EXCERPT -
First Quarter 2018 Highlights

 

·Revenue increased 8.4% year over year to $68.1 million
·Net income attributable to common stockholders was $2.4 million.1
·Adjusted Funds from Operations (“AFFO”) was $35.1 million as compared to $34.5 million in prior year first quarter, weighted average shares outstanding for the respective periods were 67,287,231 and 66,271,008.
·Portfolio 99.5% leased with 8.6 years weighted average lease term remaining at quarter end and 78.3% of tenants rated as investment grade or implied investment grade.2
·Closed on six industrial and distribution assets totaling 759,940 square feet for $63.4 million.
·Debt maturity extended to 3.6 years as compared to 1.6 years at end of the first quarter of 2017 coupled with a meaningful shift to a higher percentage of fixed rate debt from 76 % to 83%

 

James Nelson, Chief Executive Officer of GNL said, “GNL’s positive first quarter results reflect the successful addition of net lease assets to the portfolio. Our year over year first quarter revenue increased 8.4% and because a number of these acquisitions occurred at the end of the quarter we expect an even greater impact to cash flow and earnings starting in the second quarter. The notable activity in our advisor’s expanded European operations serve as further evidence of GNL’s ongoing commitment to the effective execution of our strategy. During the quarter we closed on $63 million of the $293 million of industrial and distribution assets we announced in February 2018. We expect to close the majority of those acquisitions by the fall of 2018. We will remain proactive, yet disciplined, as we pursue additional acquisitions to drive shareholder value.”

SUPPLIED INFORMATION -
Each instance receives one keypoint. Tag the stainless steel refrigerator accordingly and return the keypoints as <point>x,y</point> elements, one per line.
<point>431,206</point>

SHORT PROBLEM A -
In the GNL first-quarter 2018 excerpt, what was the combined square footage of the six industrial and distribution assets the company closed on?
SHORT PROBLEM B -
Extend the GNL first-quarter 2018 excerpt beyond its final sentence.
Nothing in the listing is needed here.

TASK RESULT A -
759,940 square feet.

TASK RESULT B -
 

   Quarter Ended 
   March 31, 
   2018   2017 
(in thousands, except per share data)        
Revenue  $68,086   $62,837 
           
Net income attributable to common stockholders (1)  $2,361   $7,429 
Net income per common share  $0.03   $0.11 
           
NAREIT defined FFO attributable to common stockholders  $31,857   $33,515 
NAREIT defined FFO per common share  $0.47   $0.51 
           
Core FFO attributable to common stockholders  $33,103   $34,209 
Core FFO per common share  $0.49   $0.52 
           
AFFO attributable to common stockholders  $35,081   $34,457 

 

* All per share data based on 67,287,231 weighted average shares outstanding for the three months ended March 31, 2018 and 66,271,008 for the three months ended March 31, 2017.      

 

 

 
1Net income includes adjustments for acquisition and transaction costs and unrealized losses on derivatives of $3.9 million.
2As used herein, “Investment Grade Rating” includes both actual investment grade ratings of the tenant or Implied Investment Grade. Implied Investment Grade includes ratings of tenant parent (regardless of whether or not the parent has guaranteed the tenant’s obligation under the lease) or lease guarantor. Implied Investment Grade ratings are determined using a proprietary Moody’s analytical tool, which compares the risk metrics of the non-rated company to those of a company with an actual rating. Ratings information is as of March 31, 2018.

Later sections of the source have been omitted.